Tausche in sämtlichen Einträgen unten "noun phrase" gegen "target phrase" aus und gib alle Zeilen sonst unverändert wieder.
= = = = = = =
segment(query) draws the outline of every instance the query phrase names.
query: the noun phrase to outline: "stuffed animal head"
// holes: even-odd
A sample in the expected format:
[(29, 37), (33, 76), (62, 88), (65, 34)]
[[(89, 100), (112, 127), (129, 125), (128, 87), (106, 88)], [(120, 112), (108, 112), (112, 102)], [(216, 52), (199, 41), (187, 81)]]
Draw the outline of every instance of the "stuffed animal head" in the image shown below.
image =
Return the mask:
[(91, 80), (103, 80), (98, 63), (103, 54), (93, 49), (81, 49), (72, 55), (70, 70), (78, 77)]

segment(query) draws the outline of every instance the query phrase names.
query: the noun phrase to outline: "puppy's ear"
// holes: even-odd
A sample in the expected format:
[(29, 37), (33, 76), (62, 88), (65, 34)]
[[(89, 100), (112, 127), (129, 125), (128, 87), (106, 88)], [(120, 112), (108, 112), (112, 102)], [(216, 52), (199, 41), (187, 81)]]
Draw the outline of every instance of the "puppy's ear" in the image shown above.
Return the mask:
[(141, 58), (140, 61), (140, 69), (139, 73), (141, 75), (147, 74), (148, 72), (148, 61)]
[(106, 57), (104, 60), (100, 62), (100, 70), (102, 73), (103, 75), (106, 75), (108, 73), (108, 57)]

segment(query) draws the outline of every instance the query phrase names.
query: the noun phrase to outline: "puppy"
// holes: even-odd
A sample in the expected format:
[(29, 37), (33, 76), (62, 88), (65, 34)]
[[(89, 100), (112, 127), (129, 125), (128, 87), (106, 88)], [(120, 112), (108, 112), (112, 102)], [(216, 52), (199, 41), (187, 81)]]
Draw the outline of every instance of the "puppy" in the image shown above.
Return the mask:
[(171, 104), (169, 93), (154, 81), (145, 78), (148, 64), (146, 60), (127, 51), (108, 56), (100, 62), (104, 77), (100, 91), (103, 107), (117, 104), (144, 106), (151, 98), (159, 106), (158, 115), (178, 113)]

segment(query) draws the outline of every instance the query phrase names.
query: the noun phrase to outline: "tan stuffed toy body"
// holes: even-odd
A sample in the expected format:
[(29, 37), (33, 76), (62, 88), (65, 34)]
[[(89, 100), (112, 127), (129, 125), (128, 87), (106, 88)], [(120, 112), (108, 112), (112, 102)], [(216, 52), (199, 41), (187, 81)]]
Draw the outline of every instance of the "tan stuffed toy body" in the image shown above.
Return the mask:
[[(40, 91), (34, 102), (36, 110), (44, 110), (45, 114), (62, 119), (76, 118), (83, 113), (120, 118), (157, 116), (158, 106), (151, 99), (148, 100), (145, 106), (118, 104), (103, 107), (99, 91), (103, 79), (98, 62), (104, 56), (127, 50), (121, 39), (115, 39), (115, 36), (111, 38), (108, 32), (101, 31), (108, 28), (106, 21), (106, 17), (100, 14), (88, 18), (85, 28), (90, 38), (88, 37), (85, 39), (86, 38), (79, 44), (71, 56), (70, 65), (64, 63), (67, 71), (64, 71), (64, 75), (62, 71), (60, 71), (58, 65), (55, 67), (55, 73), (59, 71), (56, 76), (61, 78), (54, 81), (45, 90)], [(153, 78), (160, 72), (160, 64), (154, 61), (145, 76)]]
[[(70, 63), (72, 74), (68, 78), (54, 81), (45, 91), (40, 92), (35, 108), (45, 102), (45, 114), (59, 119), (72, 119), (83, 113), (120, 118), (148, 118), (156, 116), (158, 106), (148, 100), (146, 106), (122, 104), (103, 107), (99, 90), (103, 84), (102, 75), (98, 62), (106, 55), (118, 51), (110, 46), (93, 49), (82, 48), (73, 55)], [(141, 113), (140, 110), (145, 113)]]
= = = = = = =
> _ANTWORT ZUR AUFGABE_:
segment(query) draws the outline of every instance the query phrase names.
query: the target phrase to outline: "stuffed animal head"
// holes: even-odd
A sample in the expected format:
[(29, 37), (33, 76), (62, 88), (65, 34)]
[[(89, 100), (112, 127), (129, 125), (128, 87), (106, 88)], [(120, 112), (108, 112), (112, 102)], [(216, 52), (199, 41), (187, 81)]]
Draw the outline of every instance of the "stuffed animal head" in the image shown below.
image =
Return the mask:
[(91, 80), (103, 80), (98, 63), (103, 54), (93, 49), (81, 49), (72, 55), (70, 70), (78, 77)]

segment(query) draws the outline of every instance the query phrase names.
query: the target phrase to outline: "puppy's ear"
// holes: even-odd
A sample in the expected format:
[(29, 37), (33, 76), (62, 88), (65, 34)]
[[(89, 100), (112, 127), (129, 125), (128, 87), (106, 88)], [(120, 112), (108, 112), (112, 102)], [(216, 52), (199, 41), (187, 81)]]
Draw the outline of every instance of the "puppy's ear" in the image shown above.
Return the mask:
[(141, 58), (140, 61), (140, 69), (139, 73), (141, 75), (147, 74), (148, 72), (148, 61)]
[(106, 57), (104, 60), (100, 62), (100, 70), (102, 73), (103, 75), (106, 75), (108, 73), (108, 57)]

segment(query) draws the outline of every instance the query phrase names.
query: the target phrase to outline: "puppy"
// holes: even-odd
A sample in the expected format:
[(29, 37), (33, 76), (62, 88), (65, 34)]
[[(89, 100), (112, 127), (129, 125), (128, 87), (106, 88)], [(120, 112), (108, 112), (112, 102)], [(216, 52), (199, 41), (187, 81)]]
Draw the outline of every instance of the "puppy" in the image shown above.
Return the mask:
[(171, 104), (169, 93), (154, 81), (145, 78), (148, 64), (146, 60), (127, 51), (108, 56), (100, 62), (104, 77), (100, 91), (103, 107), (117, 104), (144, 106), (151, 98), (159, 106), (158, 115), (178, 113)]

segment(query) draws the outline of every instance the query phrase names.
query: the target phrase to outline: "tan stuffed toy body"
// holes: even-odd
A sample in the expected format:
[(29, 37), (33, 76), (62, 88), (65, 34)]
[[(89, 100), (112, 127), (129, 125), (128, 87), (106, 88)], [(120, 112), (108, 112), (112, 102)], [(216, 52), (199, 41), (187, 81)]]
Draw the outline of every instance of the "tan stuffed toy body" in the image shown above.
Return the mask:
[[(40, 91), (34, 102), (36, 110), (44, 110), (45, 114), (62, 119), (76, 118), (83, 113), (120, 118), (157, 116), (158, 106), (151, 99), (148, 100), (145, 106), (118, 104), (103, 107), (99, 91), (103, 79), (98, 62), (104, 56), (127, 50), (121, 39), (115, 39), (115, 36), (111, 38), (108, 32), (101, 31), (108, 28), (106, 21), (106, 17), (100, 14), (88, 18), (85, 28), (90, 38), (88, 37), (85, 39), (86, 38), (79, 44), (71, 56), (70, 65), (64, 63), (67, 71), (64, 71), (64, 75), (62, 71), (60, 71), (58, 65), (55, 67), (55, 73), (59, 71), (56, 76), (61, 78), (54, 81), (45, 90)], [(153, 78), (160, 72), (160, 64), (154, 61), (145, 76)]]
[[(70, 63), (72, 74), (68, 78), (54, 81), (45, 91), (40, 92), (35, 108), (45, 102), (45, 114), (59, 119), (72, 119), (83, 113), (120, 118), (148, 118), (156, 116), (158, 106), (148, 100), (146, 106), (122, 104), (103, 107), (99, 90), (103, 84), (102, 75), (98, 62), (106, 55), (118, 51), (110, 46), (93, 49), (82, 48), (73, 55)], [(141, 113), (140, 110), (145, 113)]]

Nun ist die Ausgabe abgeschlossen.